What you are asked to do: Output every line of the records from the line containing "Q: For each instance of the wood chip" through the end of the records as a JSON list of strings, one string per line, with blank lines and pictures left out.

Task input:
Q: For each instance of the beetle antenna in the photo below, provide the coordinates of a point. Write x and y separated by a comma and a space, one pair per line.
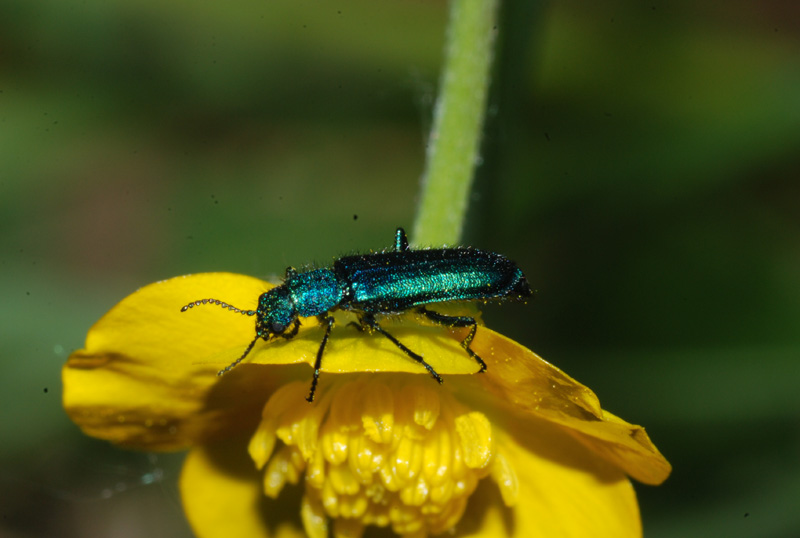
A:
219, 303
240, 359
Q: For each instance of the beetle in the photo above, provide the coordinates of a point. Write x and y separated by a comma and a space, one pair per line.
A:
380, 283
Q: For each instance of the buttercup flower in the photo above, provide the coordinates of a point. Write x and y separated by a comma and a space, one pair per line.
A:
520, 450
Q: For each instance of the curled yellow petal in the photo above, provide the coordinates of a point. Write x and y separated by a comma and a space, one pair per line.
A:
530, 386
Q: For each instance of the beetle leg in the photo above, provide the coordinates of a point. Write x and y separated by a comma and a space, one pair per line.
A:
457, 321
328, 321
293, 332
368, 320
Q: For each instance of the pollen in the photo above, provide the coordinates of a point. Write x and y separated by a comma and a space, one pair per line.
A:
373, 450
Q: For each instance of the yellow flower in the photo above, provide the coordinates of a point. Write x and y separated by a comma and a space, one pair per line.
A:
521, 450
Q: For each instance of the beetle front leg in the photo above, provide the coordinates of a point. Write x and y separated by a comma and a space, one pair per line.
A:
328, 321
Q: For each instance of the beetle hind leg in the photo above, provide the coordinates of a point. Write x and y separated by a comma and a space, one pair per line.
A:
457, 321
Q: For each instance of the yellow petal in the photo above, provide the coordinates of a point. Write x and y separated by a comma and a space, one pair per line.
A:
530, 386
223, 497
563, 490
147, 375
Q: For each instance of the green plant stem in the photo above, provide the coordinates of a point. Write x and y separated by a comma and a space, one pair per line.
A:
454, 140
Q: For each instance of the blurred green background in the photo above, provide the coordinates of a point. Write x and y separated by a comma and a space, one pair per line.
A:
640, 163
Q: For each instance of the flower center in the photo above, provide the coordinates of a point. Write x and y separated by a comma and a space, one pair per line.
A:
399, 452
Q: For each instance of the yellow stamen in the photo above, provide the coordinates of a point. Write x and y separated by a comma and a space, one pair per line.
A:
403, 453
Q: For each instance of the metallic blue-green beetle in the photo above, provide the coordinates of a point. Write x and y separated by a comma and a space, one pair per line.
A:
387, 282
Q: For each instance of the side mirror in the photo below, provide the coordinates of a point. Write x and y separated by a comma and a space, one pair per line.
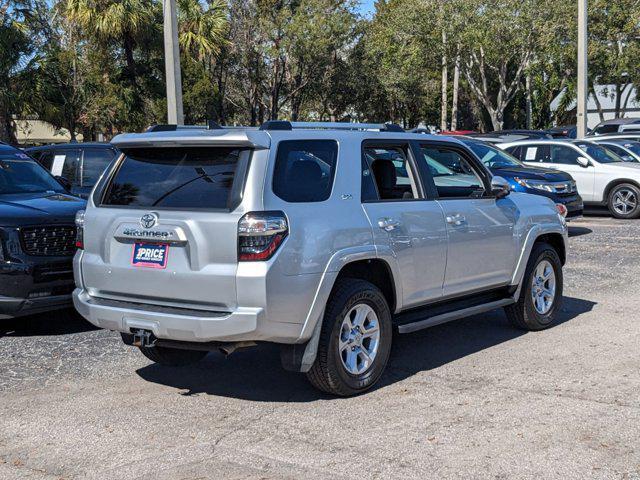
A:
64, 181
583, 162
500, 187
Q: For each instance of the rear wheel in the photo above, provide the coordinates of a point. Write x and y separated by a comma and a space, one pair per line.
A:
173, 357
624, 201
541, 292
355, 339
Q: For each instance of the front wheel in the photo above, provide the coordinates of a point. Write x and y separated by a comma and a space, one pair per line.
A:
355, 339
541, 291
624, 201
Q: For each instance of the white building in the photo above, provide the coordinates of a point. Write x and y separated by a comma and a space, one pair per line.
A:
607, 100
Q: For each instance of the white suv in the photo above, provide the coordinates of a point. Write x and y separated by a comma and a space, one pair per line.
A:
602, 177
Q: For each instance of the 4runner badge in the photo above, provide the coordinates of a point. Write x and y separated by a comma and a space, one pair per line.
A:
148, 220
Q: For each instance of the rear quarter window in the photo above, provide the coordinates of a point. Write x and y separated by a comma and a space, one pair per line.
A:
178, 178
304, 170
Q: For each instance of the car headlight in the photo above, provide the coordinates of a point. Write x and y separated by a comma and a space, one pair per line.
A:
535, 184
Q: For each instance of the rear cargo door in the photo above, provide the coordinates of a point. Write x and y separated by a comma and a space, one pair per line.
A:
165, 230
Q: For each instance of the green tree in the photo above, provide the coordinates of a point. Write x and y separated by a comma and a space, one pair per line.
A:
16, 66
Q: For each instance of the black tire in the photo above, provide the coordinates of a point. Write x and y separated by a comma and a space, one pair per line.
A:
173, 357
624, 189
328, 372
523, 314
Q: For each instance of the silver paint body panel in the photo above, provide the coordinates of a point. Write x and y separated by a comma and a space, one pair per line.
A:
283, 299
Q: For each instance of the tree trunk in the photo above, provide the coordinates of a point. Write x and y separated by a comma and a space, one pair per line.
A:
618, 101
497, 118
596, 100
529, 103
443, 103
131, 64
456, 86
7, 130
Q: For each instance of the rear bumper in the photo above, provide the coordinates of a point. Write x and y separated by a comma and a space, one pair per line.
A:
188, 325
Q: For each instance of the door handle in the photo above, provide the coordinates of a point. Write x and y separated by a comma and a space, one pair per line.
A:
457, 219
388, 224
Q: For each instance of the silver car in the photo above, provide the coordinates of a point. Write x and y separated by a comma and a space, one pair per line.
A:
322, 238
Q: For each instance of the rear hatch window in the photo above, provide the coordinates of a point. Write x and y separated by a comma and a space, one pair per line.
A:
179, 178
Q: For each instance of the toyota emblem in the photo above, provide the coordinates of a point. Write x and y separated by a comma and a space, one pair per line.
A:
148, 220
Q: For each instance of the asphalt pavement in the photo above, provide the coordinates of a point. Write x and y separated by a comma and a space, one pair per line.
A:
470, 399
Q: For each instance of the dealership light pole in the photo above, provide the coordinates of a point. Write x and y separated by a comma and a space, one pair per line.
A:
583, 90
175, 114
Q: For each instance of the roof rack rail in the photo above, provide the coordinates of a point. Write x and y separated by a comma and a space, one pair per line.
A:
171, 127
286, 125
276, 125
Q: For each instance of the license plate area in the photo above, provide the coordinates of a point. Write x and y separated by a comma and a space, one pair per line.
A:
150, 255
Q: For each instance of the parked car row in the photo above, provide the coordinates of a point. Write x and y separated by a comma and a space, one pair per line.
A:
195, 239
602, 177
202, 239
81, 164
37, 236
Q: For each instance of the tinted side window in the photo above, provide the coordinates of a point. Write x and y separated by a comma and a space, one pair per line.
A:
194, 178
535, 153
369, 192
453, 175
599, 130
304, 170
564, 155
392, 175
617, 150
515, 151
67, 164
94, 161
45, 159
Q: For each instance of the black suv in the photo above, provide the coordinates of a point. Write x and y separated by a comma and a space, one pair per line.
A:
37, 237
80, 163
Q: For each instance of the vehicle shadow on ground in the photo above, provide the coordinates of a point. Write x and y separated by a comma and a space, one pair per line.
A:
255, 374
57, 322
579, 231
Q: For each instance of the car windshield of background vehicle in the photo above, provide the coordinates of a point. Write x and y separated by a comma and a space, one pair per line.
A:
599, 154
493, 157
601, 129
174, 178
21, 174
633, 147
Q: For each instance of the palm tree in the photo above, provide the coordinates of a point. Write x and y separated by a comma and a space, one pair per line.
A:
120, 21
202, 29
16, 53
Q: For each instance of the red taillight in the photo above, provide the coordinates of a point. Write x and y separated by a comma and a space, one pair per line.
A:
260, 234
80, 229
562, 210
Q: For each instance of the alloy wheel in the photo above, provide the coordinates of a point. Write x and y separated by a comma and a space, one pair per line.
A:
359, 339
543, 287
624, 201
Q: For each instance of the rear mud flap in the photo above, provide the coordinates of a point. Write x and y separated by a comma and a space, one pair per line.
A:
300, 357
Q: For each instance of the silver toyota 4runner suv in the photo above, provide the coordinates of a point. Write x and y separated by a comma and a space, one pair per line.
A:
324, 238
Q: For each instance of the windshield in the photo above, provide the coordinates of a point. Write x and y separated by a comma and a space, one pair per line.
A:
21, 174
599, 154
493, 157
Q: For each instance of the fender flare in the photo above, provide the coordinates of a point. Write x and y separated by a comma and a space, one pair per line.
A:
535, 232
300, 356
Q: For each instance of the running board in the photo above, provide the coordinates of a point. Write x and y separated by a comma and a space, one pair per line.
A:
449, 316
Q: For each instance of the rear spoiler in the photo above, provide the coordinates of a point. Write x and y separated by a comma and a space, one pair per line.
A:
193, 136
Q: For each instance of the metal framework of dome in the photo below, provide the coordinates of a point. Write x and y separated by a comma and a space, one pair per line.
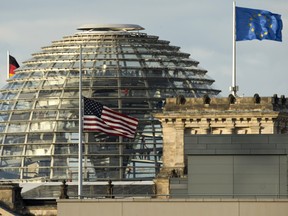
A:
124, 69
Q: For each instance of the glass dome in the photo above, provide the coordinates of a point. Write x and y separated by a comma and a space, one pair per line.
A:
127, 70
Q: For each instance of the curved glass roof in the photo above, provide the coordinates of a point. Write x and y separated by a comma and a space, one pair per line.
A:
124, 69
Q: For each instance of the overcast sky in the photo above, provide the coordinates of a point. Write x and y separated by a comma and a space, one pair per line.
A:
201, 28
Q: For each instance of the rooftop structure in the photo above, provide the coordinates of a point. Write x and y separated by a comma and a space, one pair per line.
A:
124, 69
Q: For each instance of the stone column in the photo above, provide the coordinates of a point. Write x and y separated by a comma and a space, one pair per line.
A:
173, 155
173, 146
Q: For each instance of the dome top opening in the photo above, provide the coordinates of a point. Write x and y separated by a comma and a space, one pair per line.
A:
110, 27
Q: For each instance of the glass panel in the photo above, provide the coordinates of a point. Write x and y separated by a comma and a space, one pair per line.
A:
9, 150
17, 127
44, 115
23, 105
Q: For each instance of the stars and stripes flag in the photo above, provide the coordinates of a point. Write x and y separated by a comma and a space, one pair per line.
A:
98, 117
13, 64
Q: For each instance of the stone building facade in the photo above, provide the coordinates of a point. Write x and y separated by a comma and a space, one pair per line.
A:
241, 115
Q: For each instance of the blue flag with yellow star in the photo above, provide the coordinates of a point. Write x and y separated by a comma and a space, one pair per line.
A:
257, 24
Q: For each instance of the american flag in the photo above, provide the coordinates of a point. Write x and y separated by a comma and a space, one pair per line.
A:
98, 117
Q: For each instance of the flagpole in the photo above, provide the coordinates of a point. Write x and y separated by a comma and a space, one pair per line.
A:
234, 88
80, 179
8, 64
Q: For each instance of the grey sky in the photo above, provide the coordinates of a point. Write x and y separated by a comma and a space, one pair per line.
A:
201, 28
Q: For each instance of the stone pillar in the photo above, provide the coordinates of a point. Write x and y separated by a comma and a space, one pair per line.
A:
173, 146
173, 155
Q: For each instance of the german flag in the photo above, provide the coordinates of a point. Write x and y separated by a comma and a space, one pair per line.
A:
13, 64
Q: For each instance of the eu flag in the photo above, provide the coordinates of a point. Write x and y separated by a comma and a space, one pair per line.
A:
257, 24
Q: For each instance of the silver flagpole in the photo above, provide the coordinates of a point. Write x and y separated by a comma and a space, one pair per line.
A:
80, 128
8, 64
234, 87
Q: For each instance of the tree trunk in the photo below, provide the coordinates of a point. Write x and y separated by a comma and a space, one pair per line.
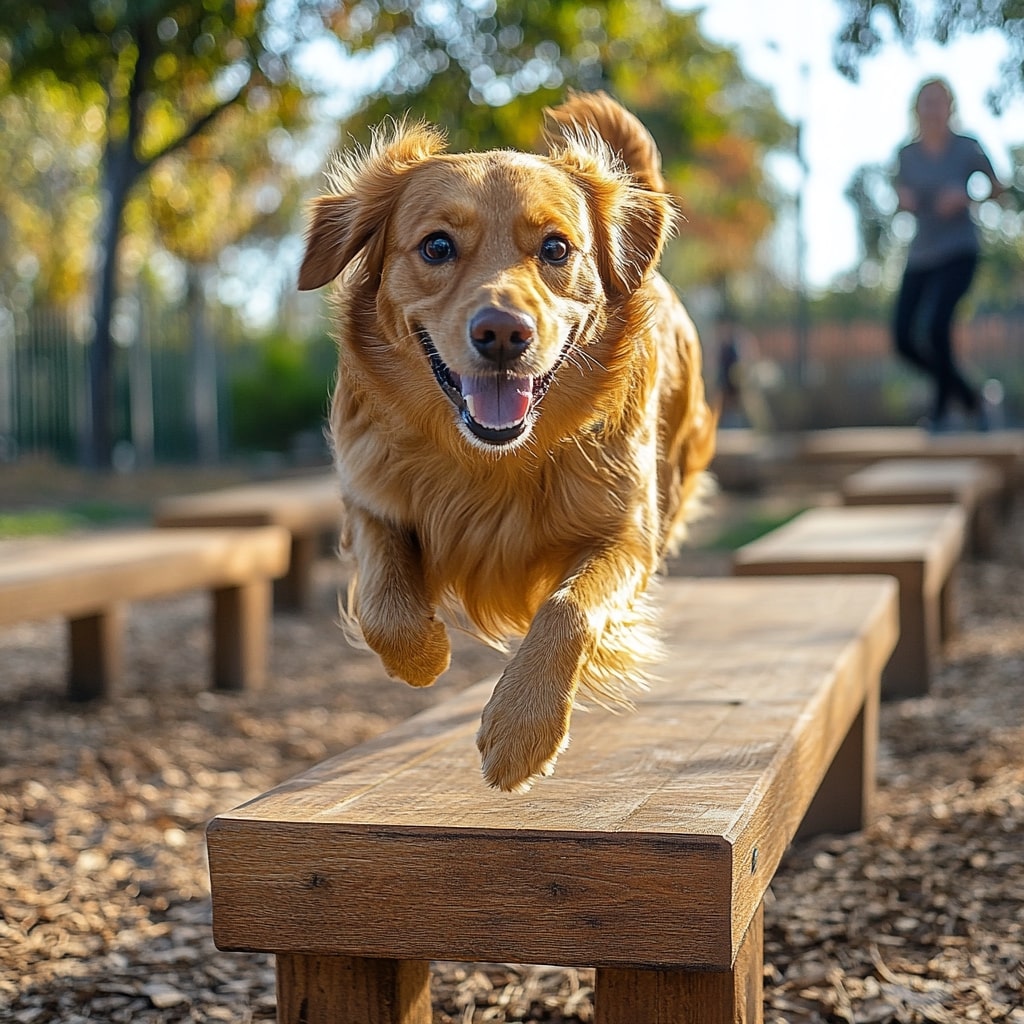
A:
119, 173
204, 372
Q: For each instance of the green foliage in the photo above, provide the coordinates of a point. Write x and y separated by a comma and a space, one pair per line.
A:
286, 393
861, 33
77, 515
747, 530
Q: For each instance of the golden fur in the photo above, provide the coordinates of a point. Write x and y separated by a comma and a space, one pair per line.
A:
470, 284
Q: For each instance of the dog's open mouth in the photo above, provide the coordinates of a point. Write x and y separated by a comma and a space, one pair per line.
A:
498, 407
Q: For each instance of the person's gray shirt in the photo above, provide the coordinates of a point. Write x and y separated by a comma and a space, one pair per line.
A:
939, 239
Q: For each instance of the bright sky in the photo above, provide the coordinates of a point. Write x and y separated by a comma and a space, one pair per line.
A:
847, 125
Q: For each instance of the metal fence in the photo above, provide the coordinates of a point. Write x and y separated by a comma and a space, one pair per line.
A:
851, 377
159, 396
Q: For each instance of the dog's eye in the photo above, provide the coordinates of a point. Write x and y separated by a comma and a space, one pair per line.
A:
437, 248
555, 249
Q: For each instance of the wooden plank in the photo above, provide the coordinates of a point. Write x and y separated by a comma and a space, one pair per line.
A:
971, 482
721, 758
241, 616
307, 507
861, 445
299, 504
918, 545
78, 577
352, 990
927, 481
95, 651
734, 996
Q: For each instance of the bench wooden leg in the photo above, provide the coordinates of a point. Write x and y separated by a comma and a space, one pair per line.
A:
292, 591
908, 673
352, 990
95, 653
947, 609
843, 803
735, 996
241, 623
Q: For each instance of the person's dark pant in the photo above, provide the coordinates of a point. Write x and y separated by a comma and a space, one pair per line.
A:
923, 328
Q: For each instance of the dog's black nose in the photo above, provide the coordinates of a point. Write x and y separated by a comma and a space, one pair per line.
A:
500, 335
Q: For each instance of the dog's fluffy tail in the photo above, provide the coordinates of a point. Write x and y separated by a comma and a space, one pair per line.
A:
625, 134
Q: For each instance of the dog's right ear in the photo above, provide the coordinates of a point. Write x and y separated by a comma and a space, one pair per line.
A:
364, 187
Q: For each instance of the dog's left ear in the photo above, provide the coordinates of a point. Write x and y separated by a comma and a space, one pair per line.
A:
365, 186
615, 161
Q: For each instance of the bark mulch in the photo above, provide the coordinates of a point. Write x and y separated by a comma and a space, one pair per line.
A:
104, 912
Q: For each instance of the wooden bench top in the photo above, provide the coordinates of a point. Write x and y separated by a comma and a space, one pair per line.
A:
923, 480
860, 539
652, 844
1005, 449
79, 574
298, 504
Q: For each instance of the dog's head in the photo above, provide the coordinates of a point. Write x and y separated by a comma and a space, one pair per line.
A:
491, 271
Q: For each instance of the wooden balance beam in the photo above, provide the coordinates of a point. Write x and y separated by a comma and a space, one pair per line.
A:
646, 855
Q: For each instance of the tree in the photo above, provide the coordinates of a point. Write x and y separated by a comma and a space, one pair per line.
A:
863, 32
167, 71
485, 73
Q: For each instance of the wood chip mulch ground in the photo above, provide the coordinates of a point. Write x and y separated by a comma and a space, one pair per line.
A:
104, 912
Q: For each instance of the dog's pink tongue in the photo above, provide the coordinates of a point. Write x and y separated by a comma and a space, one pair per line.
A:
498, 401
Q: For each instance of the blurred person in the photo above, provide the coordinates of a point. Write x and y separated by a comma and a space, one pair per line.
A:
740, 399
931, 183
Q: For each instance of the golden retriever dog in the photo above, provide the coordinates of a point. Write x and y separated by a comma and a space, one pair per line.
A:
519, 420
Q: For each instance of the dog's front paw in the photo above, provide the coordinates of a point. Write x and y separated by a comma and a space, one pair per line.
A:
418, 656
519, 744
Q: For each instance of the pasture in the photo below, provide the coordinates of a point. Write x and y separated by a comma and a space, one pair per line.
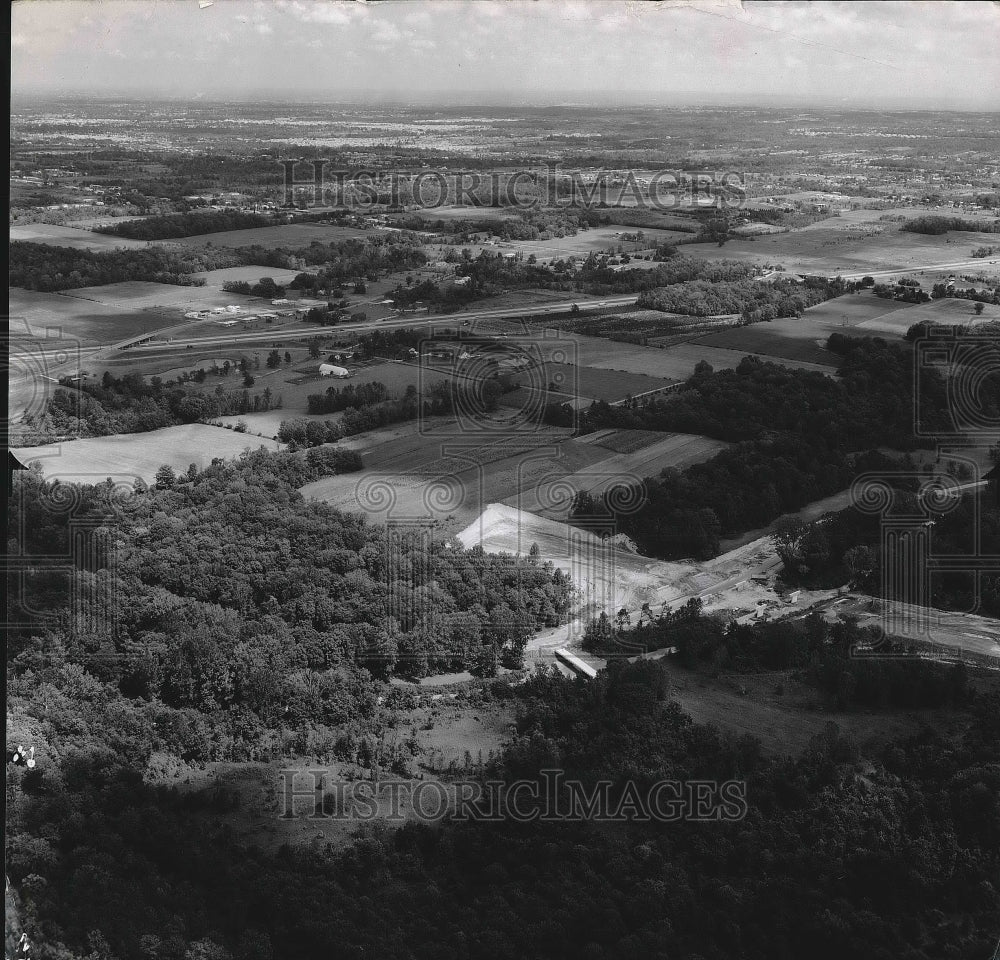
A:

Completed exercise:
[
  "Q: For each instance of the wood chip mulch ground in the photo above, provide the coordinates of a point. Write x and y separated by a comma and a space, one pair per line.",
  "A:",
  "104, 912",
  "Q: For each instance of the dog's pink tongue in the photo above, provide the coordinates of a point. Write x and y separated by a comma and a space, one pair per line.",
  "A:",
  "498, 401",
  "Q: For each instance of the blurred person in the photo above, provide the coordinates of a point. Write x and y separated by a comma and a space, one pair per line.",
  "A:",
  "740, 399",
  "931, 183",
  "Q: For each instance of the golden retriever dog in the photo above, provide the coordinates of a point. Write x and y separated by a comma and a space, one pair per line.",
  "A:",
  "519, 420",
  "Q: For each instance of the dog's front paw in the photo above, provide the coordinates of a point. Write x and y separated by a comma and a space, one pair per line.",
  "A:",
  "418, 656",
  "519, 744",
  "Q: For each instance of the pasture in the photo below, provide the coordinates of a point. Write x and y separated by a comma and a space, one pair per line.",
  "A:"
]